REQUEST: Write out every line of the listing below word for word, leaving out the pictures.

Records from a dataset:

START

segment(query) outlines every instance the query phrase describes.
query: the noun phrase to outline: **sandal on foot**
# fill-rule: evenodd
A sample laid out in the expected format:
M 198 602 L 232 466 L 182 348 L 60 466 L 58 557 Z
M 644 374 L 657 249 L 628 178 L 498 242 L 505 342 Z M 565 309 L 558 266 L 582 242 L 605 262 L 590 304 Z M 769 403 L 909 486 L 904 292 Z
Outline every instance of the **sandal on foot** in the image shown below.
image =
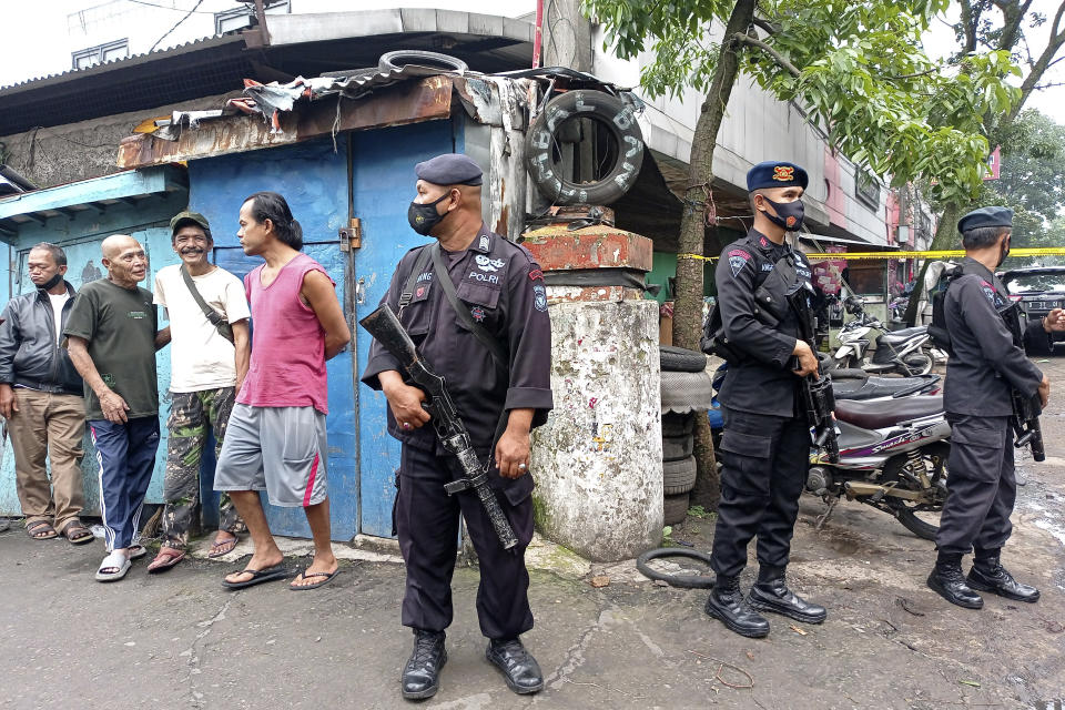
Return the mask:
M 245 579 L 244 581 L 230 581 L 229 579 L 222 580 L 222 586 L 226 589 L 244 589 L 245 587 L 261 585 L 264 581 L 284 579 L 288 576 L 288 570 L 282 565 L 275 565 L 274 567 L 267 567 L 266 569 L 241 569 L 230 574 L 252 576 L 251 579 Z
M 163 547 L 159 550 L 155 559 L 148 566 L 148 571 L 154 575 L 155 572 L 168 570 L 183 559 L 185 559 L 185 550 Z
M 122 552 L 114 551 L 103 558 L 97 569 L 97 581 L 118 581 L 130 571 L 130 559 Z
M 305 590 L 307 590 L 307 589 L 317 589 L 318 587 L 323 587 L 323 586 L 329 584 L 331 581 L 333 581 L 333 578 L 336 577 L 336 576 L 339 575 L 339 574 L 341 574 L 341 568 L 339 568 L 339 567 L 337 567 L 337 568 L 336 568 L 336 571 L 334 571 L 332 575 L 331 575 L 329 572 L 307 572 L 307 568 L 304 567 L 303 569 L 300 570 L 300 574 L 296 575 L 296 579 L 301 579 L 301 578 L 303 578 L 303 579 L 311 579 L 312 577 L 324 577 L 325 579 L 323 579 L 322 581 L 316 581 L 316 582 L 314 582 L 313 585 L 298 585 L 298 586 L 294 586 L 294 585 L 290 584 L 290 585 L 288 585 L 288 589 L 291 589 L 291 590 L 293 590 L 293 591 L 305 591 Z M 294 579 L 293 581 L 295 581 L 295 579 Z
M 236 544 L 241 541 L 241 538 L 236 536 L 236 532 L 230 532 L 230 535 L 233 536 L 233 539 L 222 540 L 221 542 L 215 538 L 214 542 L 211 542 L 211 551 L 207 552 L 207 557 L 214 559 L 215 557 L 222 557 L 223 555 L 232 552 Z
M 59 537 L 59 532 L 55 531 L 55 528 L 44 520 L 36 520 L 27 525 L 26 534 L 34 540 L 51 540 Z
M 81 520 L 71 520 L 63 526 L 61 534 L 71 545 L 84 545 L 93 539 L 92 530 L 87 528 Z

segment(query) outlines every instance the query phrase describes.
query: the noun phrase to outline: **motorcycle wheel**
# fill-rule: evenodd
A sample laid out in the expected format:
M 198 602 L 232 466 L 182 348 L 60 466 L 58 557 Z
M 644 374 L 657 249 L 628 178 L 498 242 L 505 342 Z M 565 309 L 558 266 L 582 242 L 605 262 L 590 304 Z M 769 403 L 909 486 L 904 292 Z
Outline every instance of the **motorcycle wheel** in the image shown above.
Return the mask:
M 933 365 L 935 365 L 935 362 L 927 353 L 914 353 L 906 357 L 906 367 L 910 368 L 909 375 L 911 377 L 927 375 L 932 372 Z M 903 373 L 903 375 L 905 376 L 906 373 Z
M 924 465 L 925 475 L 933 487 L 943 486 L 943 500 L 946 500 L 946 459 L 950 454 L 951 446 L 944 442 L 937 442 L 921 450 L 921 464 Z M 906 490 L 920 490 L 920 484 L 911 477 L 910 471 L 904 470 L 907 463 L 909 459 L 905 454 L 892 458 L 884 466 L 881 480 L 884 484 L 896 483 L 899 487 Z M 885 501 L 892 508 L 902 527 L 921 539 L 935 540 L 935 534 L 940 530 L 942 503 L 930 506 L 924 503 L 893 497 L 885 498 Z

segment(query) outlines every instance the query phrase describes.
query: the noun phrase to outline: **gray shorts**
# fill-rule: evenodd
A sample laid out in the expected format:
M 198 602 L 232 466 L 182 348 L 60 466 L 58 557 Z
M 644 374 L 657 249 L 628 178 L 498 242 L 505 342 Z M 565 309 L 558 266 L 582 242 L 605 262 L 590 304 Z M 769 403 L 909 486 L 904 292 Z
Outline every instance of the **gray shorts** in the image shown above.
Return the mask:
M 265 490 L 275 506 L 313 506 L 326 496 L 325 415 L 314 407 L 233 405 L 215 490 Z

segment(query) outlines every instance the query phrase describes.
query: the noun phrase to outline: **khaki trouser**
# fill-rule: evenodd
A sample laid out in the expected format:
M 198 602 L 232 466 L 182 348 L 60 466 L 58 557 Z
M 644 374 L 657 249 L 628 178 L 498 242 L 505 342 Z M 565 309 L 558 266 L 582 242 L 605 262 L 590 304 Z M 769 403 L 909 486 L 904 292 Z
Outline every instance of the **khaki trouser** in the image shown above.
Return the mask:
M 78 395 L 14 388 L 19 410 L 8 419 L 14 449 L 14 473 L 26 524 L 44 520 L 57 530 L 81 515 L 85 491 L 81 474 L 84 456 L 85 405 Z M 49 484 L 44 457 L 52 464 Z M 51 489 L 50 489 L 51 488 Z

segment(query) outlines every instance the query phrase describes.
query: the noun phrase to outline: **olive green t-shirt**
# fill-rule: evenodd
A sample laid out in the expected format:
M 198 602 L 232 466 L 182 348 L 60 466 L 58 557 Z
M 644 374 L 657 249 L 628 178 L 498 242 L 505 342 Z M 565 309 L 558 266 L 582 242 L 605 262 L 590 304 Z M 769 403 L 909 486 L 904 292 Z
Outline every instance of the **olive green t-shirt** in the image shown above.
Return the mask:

END

THE OUTPUT:
segment(query) outlines every instance the query phrase describes.
query: the noun phrase to outline: **sandal on foot**
# fill-rule: evenodd
A sample laid out in the expected format:
M 198 602 L 232 466 L 182 348 L 60 466 L 58 557 Z
M 644 374 L 657 249 L 628 178 L 498 242 L 505 342 Z M 565 309 L 558 266 L 582 242 L 605 262 L 590 304 Z M 769 403 L 909 486 L 904 292 Z
Outline every instance of the **sandal on foot** in the image shown below.
image =
Return the mask:
M 245 579 L 244 581 L 230 581 L 229 579 L 222 580 L 222 586 L 226 589 L 244 589 L 245 587 L 261 585 L 264 581 L 284 579 L 288 576 L 288 570 L 282 565 L 275 565 L 274 567 L 267 567 L 266 569 L 241 569 L 230 574 L 252 576 L 251 579 Z
M 163 547 L 159 550 L 155 559 L 148 566 L 148 571 L 154 575 L 155 572 L 168 570 L 183 559 L 185 559 L 185 550 Z
M 122 552 L 114 551 L 103 558 L 97 569 L 97 581 L 118 581 L 130 571 L 130 559 Z
M 305 590 L 307 590 L 307 589 L 317 589 L 318 587 L 323 587 L 323 586 L 329 584 L 331 581 L 333 581 L 333 578 L 336 577 L 336 576 L 339 575 L 339 574 L 341 574 L 341 568 L 339 568 L 339 567 L 337 567 L 337 568 L 336 568 L 336 571 L 334 571 L 332 575 L 331 575 L 329 572 L 307 572 L 307 568 L 304 567 L 303 569 L 300 570 L 300 574 L 296 575 L 296 579 L 301 579 L 301 578 L 303 578 L 303 579 L 311 579 L 312 577 L 324 577 L 325 579 L 323 579 L 322 581 L 316 581 L 316 582 L 314 582 L 313 585 L 298 585 L 298 586 L 294 586 L 294 585 L 290 584 L 290 585 L 288 585 L 288 589 L 291 589 L 291 590 L 293 590 L 293 591 L 305 591 Z M 294 579 L 293 581 L 295 581 L 295 579 Z
M 236 544 L 241 541 L 241 538 L 236 536 L 236 532 L 230 532 L 230 535 L 233 536 L 233 539 L 222 540 L 221 542 L 215 538 L 214 542 L 211 542 L 211 551 L 207 552 L 207 557 L 214 559 L 215 557 L 222 557 L 223 555 L 232 552 Z
M 59 537 L 59 532 L 55 531 L 55 528 L 44 520 L 36 520 L 27 525 L 26 534 L 34 540 L 51 540 Z
M 81 520 L 71 520 L 63 526 L 61 534 L 71 545 L 84 545 L 93 539 L 92 530 L 87 528 Z

segment(query) outlines every instance the query phrase describes.
query: the noun phrase to outline: **motorcycle wheel**
# fill-rule: evenodd
A sample laid out in the expected format:
M 198 602 L 232 466 L 182 348 L 60 466 L 58 557 Z
M 644 374 L 657 249 L 628 178 L 498 242 L 505 342 Z M 565 309 L 558 266 L 582 242 L 605 262 L 590 304 Z M 769 403 L 909 486 L 904 292 Z
Outline every instance of the **motorcycle wheel** in the image shown above.
Return the mask:
M 933 365 L 935 365 L 935 362 L 927 353 L 914 353 L 906 357 L 906 367 L 910 368 L 909 375 L 911 377 L 927 375 L 932 372 Z M 903 373 L 903 375 L 905 376 L 906 373 Z
M 924 465 L 925 475 L 933 487 L 943 486 L 943 500 L 946 500 L 946 459 L 950 454 L 951 446 L 944 442 L 937 442 L 921 450 L 921 464 Z M 906 490 L 920 490 L 920 484 L 911 477 L 910 471 L 904 470 L 907 463 L 909 459 L 905 454 L 892 458 L 884 466 L 881 480 L 884 484 L 896 483 L 899 487 Z M 885 501 L 892 508 L 902 527 L 921 539 L 935 540 L 935 534 L 940 530 L 942 503 L 930 506 L 924 503 L 893 497 L 885 498 Z

segment(query) outlines every instance the query phrase describes.
query: the noun phrase to outline: **gray shorts**
# fill-rule: evenodd
A sample laid out in the expected format:
M 198 602 L 232 466 L 182 348 L 60 466 L 58 557 Z
M 644 374 L 657 249 L 628 178 L 498 242 L 505 342 Z M 565 309 L 558 266 L 582 242 L 605 262 L 590 304 Z M 769 403 L 909 486 L 904 292 Z
Outline every instance of the **gray shorts** in the image shown above.
Return the mask:
M 265 490 L 275 506 L 313 506 L 326 496 L 325 415 L 314 407 L 233 405 L 215 490 Z

segment(query) outlines every instance the query phrase describes.
query: the noun phrase to outline: **khaki trouser**
# fill-rule: evenodd
A sample laid out in the expected format:
M 198 602 L 232 466 L 182 348 L 60 466 L 58 557 Z
M 644 374 L 657 249 L 628 178 L 498 242 L 505 342 Z M 565 309 L 558 266 L 582 242 L 605 262 L 590 304 Z M 769 403 L 909 486 L 904 292 Z
Outline every instance of the **khaki trouser** in the image shown above.
Return the mask:
M 78 395 L 14 388 L 19 410 L 8 419 L 14 449 L 14 473 L 26 524 L 44 520 L 57 530 L 81 515 L 85 491 L 81 474 L 84 456 L 85 405 Z M 49 484 L 44 457 L 52 464 Z M 51 489 L 50 489 L 51 488 Z

segment(query) outlines every instance the query phrase describes.
query: the noun phrase to outline: **olive green t-shirt**
# fill-rule: evenodd
A sample laid out in the expected format:
M 198 602 L 232 466 L 182 348 L 60 466 L 58 557 Z
M 644 374 L 657 249 L 628 178 L 498 242 L 505 342 Z M 565 309 L 558 266 L 582 242 L 605 262 L 590 304 Z M 769 403 L 909 486 L 904 292 Z
Outline every instance of the **olive green t-shirt** in the image shown above.
Return the mask:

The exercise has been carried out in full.